>>>

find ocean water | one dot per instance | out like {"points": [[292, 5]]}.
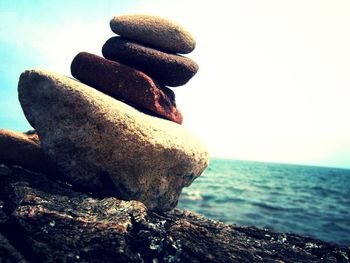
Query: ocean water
{"points": [[307, 200]]}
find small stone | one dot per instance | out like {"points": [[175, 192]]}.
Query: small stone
{"points": [[125, 83], [105, 145], [154, 31], [169, 69], [17, 148]]}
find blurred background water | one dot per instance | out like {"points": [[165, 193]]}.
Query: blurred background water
{"points": [[308, 200]]}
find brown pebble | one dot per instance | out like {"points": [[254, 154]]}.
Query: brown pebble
{"points": [[169, 69], [127, 84]]}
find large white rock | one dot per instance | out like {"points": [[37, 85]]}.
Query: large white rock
{"points": [[108, 147]]}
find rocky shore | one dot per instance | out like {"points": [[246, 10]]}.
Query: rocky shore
{"points": [[43, 219], [99, 178]]}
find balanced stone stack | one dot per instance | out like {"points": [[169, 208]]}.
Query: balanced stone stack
{"points": [[140, 64], [119, 135]]}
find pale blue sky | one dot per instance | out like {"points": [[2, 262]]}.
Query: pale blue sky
{"points": [[274, 78]]}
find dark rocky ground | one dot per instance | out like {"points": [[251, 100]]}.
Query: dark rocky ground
{"points": [[45, 220]]}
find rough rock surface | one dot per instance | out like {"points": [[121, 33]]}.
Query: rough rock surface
{"points": [[42, 220], [154, 31], [108, 147], [169, 69], [24, 150], [125, 83]]}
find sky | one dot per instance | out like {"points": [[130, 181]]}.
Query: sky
{"points": [[274, 77]]}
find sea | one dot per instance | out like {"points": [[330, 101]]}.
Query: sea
{"points": [[307, 200]]}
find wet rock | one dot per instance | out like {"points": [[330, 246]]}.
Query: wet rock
{"points": [[154, 31], [169, 69], [108, 147], [125, 83], [24, 150], [48, 222]]}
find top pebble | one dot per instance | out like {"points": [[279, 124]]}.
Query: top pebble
{"points": [[155, 32]]}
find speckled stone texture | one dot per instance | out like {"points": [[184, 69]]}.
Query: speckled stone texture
{"points": [[25, 150], [154, 31], [168, 69], [127, 84], [42, 220], [100, 143]]}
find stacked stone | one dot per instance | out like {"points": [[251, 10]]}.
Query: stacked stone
{"points": [[140, 63], [96, 136]]}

<<<

OBJECTIVE:
Return every line of the material above verbatim, leaving out the pictures.

TASK OUTPUT:
find ocean water | one dot per instance | out like {"points": [[292, 5]]}.
Query: ocean water
{"points": [[307, 200]]}
find small stone | one dot per instance | out like {"points": [[175, 192]]}.
Query: small stone
{"points": [[125, 83], [105, 145], [154, 31], [169, 69], [17, 148]]}
find blurred background water | one dot per instance | out like {"points": [[165, 193]]}.
Query: blurred background water
{"points": [[308, 200]]}
find brown pebble | one dot per instance | out like {"points": [[254, 154]]}.
Query: brown pebble
{"points": [[169, 69], [127, 84]]}
find large white rock | one dot per instance | out like {"points": [[37, 85]]}.
Query: large white rock
{"points": [[108, 147]]}
find rocky shore | one dot per instance | out like {"points": [[246, 10]]}.
Query: rocky shore
{"points": [[43, 219], [99, 178]]}
find balanced stone stack | one dot per instance | out like {"points": [[169, 208]]}.
Query: balanced stone stack
{"points": [[140, 64], [119, 135]]}
find pale blue sky | one dot per instance | out like {"points": [[2, 262]]}.
Query: pale blue sky
{"points": [[274, 78]]}
find dark rocky ground | one dot per instance | out like {"points": [[251, 100]]}.
Query: dark rocky ground
{"points": [[45, 220]]}
find rough rock surface | one dot per instance | out like {"points": [[121, 33]]}.
Query: rough rock surface
{"points": [[42, 220], [154, 31], [108, 147], [169, 69], [24, 150], [125, 83]]}
find sky | one dot per instance | out like {"points": [[130, 181]]}.
Query: sky
{"points": [[274, 77]]}
find sea | one dot per instance | out like {"points": [[330, 101]]}.
Query: sea
{"points": [[307, 200]]}
find wet rock | one dot per instance | out like {"points": [[330, 246]]}.
Query: wet rock
{"points": [[154, 31], [169, 69], [108, 147], [125, 83], [24, 150], [48, 222]]}
find top pebble | one dot per instance | out like {"points": [[279, 124]]}.
Query: top pebble
{"points": [[155, 32]]}
find speckled stone texture | one dot per instance | out like {"points": [[184, 69]]}.
Query: speckled stone texture
{"points": [[25, 150], [154, 31], [168, 69], [127, 84], [42, 220], [100, 143]]}
find stacked stone | one dot per instance | out like {"points": [[251, 10]]}.
Query: stacked stone
{"points": [[140, 63], [96, 136]]}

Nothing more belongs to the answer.